Things to do in early labor. Why plan ahead for this? If you’ve had a couple of babies or more, you know that having some things to do to keep busy is a good idea.
If you’re giving birth in a hospital, you’ll leave too early (and the more time you’re in there, the more the birth team is going to want to rush things along and perform unnecessary interventions). If you’re giving birth at home, you’ll call the midwife too early and the whole thing will seem to take longer.
A lot of moms refer to this early labor behavior as “puttering”. That’s a good word for it. You don’t want to do anything too exhausting in early labor because you don’t want to wear yourself out, you just want to pass the time.
Another reason not to pay attention too soon?
Because you don’t know if it’s “real” labor early on. In addition, light activity keeps things going so that if it is labor, you’ll probably progress faster than if you were to head to bed at the first sign of contractions.
Getting excited about labor too soon can actually stop the contractions. Because you don’t know if it’s “real” labor (meaning, labor that produces a baby at the end) until after the fact. It can be disheartening to pay attention too soon, only to not have a baby at the end of several hours of cramping or light contractions. Why?
Because when you produce adrenaline, labor stops.
The bottom line: Ignore it as long as you can.
If you’ve been through it a few times, you know that real labor is generally unmistakable.
Real labor, hot and heavy labor, the kind that makes babies come, requires your full attention.
You can’t do other things during this kind of labor because it commands every bit of focus you can muster. If you start speaking a sentence and a contraction hits, you stop and “deal” with the contraction. If you are walking and a contraction hits, you stop and drop to the floor in a squat or lean over the nearest chair for support or grab onto the nearest body and hang on. You can’t ignore it.

- Material provided:
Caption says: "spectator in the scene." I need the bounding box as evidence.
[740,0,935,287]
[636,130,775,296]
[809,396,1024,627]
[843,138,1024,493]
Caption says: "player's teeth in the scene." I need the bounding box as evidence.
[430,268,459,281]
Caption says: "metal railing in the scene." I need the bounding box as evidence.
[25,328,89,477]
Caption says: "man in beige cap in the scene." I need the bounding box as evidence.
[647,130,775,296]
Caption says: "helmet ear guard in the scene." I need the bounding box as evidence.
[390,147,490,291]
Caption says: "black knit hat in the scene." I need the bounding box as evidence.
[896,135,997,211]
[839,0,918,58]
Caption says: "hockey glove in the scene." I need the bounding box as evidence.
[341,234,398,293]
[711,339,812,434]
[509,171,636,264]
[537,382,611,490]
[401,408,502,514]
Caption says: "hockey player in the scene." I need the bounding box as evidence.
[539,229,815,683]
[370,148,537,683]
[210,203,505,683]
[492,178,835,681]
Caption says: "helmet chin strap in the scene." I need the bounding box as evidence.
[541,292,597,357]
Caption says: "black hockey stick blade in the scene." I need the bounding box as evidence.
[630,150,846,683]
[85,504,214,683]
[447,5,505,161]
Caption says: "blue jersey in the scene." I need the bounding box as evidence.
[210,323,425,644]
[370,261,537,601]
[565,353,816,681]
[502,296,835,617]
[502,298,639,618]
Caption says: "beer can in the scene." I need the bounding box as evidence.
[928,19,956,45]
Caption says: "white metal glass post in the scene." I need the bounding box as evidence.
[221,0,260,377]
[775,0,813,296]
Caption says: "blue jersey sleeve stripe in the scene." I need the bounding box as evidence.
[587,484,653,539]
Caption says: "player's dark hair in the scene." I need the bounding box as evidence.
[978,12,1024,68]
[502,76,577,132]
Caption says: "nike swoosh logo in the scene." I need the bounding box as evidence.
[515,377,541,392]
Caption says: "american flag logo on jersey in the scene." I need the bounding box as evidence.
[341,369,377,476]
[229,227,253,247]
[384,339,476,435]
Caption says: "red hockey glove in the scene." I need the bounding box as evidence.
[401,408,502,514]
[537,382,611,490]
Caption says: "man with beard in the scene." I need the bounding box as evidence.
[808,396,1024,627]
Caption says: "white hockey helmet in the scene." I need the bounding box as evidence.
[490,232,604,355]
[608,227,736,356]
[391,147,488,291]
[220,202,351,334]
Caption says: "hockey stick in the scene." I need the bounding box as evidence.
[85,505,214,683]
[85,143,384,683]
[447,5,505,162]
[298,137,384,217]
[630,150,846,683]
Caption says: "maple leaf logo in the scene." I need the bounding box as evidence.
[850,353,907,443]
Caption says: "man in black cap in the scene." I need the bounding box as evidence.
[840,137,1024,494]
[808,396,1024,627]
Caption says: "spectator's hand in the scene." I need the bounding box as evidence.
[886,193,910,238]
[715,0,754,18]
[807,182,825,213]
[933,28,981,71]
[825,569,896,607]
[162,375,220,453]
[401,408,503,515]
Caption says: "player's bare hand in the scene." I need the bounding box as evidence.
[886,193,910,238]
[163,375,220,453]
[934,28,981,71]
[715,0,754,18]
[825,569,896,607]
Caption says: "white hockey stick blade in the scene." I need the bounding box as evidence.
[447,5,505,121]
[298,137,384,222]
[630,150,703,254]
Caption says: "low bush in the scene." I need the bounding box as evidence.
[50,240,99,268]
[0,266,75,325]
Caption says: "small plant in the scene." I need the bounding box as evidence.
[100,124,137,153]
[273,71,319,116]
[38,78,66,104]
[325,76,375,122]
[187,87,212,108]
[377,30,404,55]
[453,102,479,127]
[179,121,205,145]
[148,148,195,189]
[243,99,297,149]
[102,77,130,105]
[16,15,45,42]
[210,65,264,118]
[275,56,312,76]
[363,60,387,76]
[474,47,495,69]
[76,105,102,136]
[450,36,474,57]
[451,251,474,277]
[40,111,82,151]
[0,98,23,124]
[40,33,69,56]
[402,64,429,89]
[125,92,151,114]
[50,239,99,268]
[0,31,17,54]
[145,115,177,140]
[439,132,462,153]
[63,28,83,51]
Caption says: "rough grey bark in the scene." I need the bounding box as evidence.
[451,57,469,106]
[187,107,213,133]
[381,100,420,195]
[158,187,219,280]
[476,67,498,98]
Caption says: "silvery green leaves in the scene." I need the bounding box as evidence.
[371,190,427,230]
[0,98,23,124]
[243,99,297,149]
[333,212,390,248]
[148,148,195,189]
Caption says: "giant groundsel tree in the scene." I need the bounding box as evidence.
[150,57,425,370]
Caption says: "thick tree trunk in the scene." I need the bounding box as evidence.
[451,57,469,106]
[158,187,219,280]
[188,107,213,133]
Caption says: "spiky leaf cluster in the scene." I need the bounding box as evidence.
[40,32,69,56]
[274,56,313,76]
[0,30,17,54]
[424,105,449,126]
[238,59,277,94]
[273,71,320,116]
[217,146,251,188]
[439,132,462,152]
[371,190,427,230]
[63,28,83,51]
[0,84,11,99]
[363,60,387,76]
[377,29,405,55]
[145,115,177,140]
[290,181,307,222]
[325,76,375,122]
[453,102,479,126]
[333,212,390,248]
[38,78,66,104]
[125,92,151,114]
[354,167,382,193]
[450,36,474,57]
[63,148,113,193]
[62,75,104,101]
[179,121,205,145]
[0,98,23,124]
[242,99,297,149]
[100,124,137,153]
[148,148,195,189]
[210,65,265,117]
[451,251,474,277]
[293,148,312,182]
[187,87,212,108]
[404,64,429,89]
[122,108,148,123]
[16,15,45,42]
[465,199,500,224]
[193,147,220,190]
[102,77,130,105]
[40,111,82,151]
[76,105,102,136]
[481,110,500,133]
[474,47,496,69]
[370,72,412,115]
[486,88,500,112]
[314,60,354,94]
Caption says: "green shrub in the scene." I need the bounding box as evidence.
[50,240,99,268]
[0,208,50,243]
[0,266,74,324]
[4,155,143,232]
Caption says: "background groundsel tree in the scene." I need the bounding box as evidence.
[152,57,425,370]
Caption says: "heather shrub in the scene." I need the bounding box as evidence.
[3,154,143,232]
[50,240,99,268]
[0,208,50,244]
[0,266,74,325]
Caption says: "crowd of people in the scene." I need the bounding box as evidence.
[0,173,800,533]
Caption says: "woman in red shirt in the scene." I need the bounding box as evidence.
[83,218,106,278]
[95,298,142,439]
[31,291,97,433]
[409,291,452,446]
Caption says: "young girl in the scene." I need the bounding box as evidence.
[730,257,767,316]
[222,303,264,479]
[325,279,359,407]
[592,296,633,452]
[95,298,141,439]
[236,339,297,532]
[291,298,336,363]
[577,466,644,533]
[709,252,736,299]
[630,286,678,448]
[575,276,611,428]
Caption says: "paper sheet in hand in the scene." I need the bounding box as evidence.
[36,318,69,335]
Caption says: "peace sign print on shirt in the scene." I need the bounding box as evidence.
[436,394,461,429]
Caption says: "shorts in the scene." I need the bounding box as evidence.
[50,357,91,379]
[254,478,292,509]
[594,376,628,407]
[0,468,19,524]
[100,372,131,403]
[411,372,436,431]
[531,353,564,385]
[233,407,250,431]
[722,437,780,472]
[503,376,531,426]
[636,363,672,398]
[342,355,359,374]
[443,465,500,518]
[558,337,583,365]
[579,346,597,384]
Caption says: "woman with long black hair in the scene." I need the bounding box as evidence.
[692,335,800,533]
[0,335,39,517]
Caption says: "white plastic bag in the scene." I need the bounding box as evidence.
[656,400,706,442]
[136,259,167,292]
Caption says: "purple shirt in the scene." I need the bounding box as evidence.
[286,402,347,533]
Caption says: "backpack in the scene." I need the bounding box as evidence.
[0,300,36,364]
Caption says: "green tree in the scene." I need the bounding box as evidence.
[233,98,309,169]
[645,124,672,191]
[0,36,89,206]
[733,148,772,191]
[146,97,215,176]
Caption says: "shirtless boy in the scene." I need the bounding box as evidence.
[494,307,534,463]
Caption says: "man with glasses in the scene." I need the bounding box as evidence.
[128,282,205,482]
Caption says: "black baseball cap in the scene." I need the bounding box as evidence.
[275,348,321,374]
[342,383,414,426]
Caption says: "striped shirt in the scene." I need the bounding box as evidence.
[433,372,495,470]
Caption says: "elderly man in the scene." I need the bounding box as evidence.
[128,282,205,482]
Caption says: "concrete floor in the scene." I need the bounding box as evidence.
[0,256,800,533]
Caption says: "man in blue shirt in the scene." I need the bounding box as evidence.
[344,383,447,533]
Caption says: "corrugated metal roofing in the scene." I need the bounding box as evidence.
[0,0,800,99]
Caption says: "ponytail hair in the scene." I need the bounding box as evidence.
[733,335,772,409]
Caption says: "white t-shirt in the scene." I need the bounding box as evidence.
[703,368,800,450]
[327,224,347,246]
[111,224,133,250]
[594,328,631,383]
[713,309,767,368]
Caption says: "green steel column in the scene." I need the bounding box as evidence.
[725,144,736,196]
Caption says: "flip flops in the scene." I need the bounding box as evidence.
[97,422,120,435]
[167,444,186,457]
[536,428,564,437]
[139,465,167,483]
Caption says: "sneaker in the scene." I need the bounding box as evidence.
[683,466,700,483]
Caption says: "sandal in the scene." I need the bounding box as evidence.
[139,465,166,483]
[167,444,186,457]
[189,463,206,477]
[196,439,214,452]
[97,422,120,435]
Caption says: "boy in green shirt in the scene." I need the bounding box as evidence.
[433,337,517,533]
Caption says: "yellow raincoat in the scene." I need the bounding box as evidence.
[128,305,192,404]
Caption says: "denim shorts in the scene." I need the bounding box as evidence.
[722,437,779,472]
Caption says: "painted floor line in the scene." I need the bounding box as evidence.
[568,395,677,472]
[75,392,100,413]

- Work task:
Copy the passage on early labor between "Getting excited about" and "adrenaline, labor stops.", inclusive, and substitute "stress hormones" for "adrenaline".

- Solution to this task:
Getting excited about labor too soon can actually stop the contractions. Because you don’t know if it’s “real” labor (meaning, labor that produces a baby at the end) until after the fact. It can be disheartening to pay attention too soon, only to not have a baby at the end of several hours of cramping or light contractions. Why?
Because when you produce stress hormones, labor stops.